**EXERCISE**
Rewrite the listing starting at its first line and ending at the line containing "[784, 1066]", replacing "white sea foam" with "breaking surf" and leaving everything else unchanged.

==========

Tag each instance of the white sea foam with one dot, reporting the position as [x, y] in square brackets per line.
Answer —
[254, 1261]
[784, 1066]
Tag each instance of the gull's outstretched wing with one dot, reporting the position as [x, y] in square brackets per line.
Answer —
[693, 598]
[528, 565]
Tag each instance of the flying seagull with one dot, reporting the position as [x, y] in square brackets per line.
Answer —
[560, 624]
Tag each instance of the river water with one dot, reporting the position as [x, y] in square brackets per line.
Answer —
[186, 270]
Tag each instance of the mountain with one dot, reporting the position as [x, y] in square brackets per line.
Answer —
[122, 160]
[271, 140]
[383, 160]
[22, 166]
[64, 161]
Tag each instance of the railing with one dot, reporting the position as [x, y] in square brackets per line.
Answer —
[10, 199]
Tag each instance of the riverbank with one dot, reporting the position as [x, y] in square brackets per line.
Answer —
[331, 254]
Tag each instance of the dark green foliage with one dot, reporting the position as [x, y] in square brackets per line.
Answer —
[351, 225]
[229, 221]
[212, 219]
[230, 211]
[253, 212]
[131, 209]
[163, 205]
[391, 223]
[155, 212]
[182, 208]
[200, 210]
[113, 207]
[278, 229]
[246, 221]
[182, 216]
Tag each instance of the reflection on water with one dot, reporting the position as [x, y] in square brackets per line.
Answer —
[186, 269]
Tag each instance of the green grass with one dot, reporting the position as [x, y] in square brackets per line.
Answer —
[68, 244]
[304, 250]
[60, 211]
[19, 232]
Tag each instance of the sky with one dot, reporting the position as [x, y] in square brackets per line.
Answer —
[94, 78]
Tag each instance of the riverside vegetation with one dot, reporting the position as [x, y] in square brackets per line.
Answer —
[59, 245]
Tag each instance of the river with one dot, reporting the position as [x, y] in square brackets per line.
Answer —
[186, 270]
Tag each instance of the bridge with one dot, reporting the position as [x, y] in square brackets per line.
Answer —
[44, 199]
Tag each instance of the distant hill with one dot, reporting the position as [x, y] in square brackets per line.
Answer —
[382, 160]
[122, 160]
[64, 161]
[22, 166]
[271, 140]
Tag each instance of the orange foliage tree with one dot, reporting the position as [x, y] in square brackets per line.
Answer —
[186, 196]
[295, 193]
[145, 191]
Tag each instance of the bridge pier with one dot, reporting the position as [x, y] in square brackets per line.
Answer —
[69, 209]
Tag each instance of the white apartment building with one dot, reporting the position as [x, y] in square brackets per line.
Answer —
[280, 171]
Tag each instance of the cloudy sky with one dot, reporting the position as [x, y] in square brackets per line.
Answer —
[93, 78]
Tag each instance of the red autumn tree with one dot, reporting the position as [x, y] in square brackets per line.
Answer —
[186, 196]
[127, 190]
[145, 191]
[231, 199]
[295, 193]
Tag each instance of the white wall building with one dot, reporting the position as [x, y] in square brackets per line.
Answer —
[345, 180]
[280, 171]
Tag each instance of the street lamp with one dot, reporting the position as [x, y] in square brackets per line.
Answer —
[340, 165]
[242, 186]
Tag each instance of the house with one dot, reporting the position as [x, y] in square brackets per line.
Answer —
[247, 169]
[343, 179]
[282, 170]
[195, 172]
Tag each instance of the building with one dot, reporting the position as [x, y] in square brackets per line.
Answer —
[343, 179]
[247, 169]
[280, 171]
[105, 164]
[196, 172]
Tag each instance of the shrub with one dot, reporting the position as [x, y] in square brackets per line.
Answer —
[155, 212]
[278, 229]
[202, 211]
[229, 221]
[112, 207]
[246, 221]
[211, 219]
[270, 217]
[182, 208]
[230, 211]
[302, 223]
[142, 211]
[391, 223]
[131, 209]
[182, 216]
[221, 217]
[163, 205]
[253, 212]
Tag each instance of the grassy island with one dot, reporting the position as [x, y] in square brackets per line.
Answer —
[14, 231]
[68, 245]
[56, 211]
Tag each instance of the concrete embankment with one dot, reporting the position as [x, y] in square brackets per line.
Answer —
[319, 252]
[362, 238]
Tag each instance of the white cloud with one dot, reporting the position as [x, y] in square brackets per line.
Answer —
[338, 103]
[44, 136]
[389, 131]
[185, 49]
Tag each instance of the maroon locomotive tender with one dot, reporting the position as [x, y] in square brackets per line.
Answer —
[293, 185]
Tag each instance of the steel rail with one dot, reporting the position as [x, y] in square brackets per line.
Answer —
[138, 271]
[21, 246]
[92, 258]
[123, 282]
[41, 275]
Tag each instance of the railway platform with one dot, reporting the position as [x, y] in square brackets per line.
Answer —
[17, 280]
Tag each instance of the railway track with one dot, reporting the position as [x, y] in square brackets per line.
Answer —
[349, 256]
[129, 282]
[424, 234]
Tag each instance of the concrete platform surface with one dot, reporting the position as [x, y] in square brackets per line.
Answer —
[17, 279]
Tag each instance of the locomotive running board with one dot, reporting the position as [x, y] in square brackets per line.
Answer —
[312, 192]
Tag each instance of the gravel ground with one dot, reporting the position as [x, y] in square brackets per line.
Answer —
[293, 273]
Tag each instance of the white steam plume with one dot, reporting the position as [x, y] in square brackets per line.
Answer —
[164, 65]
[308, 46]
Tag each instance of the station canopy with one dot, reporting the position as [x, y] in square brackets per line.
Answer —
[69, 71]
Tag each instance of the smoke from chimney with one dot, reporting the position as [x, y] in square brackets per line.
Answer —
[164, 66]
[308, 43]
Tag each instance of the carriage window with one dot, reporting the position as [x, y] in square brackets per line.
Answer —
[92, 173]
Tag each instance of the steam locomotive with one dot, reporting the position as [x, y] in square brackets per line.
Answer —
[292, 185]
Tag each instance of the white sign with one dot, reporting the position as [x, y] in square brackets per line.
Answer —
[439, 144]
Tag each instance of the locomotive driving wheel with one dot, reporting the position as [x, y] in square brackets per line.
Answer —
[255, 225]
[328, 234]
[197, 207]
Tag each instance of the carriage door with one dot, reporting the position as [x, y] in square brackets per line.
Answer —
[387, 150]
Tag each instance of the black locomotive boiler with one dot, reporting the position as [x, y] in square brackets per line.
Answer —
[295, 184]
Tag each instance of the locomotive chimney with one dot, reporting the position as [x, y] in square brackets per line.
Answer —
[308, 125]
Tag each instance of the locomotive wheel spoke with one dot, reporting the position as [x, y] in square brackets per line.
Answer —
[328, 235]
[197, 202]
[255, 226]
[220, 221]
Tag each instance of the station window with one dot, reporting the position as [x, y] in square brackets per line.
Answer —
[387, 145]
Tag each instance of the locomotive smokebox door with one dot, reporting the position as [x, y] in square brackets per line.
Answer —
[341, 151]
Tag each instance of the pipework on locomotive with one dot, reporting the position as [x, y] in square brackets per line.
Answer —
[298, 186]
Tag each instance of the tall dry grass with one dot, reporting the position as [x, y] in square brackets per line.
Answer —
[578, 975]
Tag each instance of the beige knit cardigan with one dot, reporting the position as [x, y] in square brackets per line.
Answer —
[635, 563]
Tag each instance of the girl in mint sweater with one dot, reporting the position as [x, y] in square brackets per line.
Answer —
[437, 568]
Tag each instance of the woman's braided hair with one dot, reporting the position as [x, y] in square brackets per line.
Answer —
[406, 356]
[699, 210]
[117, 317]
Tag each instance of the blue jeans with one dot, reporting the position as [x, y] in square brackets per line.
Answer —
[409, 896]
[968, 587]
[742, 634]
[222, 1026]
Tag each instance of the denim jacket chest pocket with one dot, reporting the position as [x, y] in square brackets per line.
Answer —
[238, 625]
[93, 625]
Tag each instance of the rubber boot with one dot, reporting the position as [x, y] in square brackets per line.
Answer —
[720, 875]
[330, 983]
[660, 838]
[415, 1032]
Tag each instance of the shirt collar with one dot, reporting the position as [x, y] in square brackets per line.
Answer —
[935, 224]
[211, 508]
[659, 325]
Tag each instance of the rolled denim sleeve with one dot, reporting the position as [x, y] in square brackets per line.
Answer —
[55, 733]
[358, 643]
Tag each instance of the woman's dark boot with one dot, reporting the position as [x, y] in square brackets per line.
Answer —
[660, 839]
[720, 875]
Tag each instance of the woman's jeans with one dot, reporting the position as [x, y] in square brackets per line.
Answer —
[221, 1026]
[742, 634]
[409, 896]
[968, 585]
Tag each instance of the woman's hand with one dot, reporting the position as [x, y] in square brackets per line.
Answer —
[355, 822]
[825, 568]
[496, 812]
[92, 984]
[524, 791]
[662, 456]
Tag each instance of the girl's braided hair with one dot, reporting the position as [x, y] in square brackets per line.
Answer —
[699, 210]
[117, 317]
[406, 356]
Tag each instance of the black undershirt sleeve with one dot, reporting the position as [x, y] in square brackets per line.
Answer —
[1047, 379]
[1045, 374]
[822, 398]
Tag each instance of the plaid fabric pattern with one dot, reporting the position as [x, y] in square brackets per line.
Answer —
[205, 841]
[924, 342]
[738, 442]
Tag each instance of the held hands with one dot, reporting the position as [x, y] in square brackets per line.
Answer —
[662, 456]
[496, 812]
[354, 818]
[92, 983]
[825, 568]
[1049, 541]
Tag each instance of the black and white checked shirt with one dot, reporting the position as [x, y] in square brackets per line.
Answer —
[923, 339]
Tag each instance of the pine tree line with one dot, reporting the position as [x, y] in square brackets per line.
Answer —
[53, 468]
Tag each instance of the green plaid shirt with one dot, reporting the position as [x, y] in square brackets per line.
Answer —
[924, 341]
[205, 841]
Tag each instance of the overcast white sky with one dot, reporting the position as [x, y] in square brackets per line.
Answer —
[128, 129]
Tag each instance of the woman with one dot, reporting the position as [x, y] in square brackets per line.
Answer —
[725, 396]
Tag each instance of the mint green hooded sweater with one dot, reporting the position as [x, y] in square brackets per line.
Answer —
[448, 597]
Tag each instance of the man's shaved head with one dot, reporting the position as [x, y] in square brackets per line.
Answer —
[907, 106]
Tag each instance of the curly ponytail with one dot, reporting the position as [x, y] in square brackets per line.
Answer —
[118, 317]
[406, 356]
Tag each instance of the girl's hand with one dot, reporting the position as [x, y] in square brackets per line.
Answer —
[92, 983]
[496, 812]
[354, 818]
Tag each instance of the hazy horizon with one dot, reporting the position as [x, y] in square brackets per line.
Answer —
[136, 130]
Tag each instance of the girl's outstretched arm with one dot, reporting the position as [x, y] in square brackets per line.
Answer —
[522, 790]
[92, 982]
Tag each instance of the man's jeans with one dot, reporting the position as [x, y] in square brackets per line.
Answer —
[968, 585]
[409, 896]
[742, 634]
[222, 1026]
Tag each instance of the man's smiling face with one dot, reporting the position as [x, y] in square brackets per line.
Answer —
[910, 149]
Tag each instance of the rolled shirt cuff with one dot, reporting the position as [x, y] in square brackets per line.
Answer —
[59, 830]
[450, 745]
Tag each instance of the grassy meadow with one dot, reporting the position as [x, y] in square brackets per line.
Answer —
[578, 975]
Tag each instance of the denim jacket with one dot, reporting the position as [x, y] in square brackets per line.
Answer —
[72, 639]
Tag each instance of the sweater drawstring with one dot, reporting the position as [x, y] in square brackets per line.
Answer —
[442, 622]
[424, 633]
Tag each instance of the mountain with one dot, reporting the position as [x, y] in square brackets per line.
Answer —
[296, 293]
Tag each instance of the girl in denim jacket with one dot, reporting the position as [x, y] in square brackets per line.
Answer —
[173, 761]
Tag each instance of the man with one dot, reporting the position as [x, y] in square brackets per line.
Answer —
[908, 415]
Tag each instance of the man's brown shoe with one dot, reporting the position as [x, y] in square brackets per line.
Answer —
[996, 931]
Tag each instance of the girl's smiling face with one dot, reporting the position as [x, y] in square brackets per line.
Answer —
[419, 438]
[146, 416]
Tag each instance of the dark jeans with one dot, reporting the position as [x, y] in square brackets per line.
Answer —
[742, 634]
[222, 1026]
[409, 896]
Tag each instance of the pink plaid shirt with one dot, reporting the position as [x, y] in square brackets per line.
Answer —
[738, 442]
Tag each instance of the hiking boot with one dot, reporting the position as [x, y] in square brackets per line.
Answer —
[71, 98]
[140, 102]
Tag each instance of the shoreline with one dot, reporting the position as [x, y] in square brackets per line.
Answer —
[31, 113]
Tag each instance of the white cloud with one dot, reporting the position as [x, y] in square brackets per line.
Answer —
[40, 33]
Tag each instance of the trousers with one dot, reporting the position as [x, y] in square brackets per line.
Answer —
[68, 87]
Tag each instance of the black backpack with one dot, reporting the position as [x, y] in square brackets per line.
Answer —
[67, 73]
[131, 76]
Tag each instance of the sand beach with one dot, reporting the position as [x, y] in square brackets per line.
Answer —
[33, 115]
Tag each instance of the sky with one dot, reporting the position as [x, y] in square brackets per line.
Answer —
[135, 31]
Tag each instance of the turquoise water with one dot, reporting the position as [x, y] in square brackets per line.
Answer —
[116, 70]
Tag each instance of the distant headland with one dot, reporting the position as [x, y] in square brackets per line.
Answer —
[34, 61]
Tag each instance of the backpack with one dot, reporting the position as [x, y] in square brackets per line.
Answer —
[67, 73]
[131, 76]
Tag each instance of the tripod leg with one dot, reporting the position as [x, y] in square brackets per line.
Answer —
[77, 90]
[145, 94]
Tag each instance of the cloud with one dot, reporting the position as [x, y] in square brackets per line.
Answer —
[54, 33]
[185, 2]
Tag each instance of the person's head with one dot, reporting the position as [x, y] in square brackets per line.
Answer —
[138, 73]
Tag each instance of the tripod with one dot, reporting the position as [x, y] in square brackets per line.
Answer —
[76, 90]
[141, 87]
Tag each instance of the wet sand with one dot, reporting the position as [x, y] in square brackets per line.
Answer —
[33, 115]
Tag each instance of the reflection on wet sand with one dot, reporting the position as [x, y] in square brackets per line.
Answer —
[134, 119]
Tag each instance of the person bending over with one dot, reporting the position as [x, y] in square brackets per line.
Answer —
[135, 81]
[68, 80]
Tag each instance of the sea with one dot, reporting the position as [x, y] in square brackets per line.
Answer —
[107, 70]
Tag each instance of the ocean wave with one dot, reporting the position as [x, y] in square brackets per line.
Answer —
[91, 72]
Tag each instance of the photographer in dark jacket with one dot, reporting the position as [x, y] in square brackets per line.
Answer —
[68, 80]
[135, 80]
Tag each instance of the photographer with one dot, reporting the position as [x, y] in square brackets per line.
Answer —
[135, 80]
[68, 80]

==========

**ANSWER IN FULL**
Tag each instance of the breaking surf with one dot, reporting the position as [x, y] in square brackets per line.
Answer —
[254, 1261]
[784, 1066]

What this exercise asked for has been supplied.